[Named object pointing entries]
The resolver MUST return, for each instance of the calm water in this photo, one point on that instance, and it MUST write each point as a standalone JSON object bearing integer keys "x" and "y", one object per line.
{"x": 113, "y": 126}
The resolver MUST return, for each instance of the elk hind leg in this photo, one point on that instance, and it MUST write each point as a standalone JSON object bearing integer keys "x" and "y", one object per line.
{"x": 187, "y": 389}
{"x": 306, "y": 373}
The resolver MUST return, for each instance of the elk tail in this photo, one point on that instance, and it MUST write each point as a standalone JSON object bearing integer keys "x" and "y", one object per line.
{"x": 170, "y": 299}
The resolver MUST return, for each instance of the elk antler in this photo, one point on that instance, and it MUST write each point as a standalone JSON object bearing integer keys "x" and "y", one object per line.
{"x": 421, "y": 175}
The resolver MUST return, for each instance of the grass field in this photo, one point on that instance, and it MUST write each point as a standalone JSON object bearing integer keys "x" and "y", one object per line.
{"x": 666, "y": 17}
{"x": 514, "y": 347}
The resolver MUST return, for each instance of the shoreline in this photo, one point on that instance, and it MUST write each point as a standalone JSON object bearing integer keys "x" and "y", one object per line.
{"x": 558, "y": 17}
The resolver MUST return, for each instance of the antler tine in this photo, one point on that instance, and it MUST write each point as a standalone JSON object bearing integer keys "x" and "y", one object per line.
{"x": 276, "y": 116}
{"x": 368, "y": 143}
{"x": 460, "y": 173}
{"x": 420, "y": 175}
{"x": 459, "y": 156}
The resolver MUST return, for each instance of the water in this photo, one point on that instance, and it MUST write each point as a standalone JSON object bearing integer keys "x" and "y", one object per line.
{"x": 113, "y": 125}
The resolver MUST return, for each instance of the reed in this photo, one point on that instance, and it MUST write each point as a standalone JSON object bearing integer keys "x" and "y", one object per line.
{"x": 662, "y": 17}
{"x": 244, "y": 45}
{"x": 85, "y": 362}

_Objective:_ Begin at the line that has "The resolver MUST return, for each instance of the water" and go through the last line above. Rewrite each of those lines, keeping the requests as they are but multiplying every x and y coordinate in the answers by 2.4 and rounding to whole numbers, with halves rounded up.

_Correct result:_
The resolver MUST return, for each instance of the water in this photo, one point on that instance, and it MUST write each point as a standalone JSON object bearing integer keys "x" and "y", one object per line.
{"x": 271, "y": 300}
The resolver MUST return, for each instance of the reed in this photo, one point on that instance, and it MUST write each point as a standalone JSON object bearing integer keys "x" and "y", one object per line.
{"x": 1589, "y": 41}
{"x": 586, "y": 108}
{"x": 204, "y": 869}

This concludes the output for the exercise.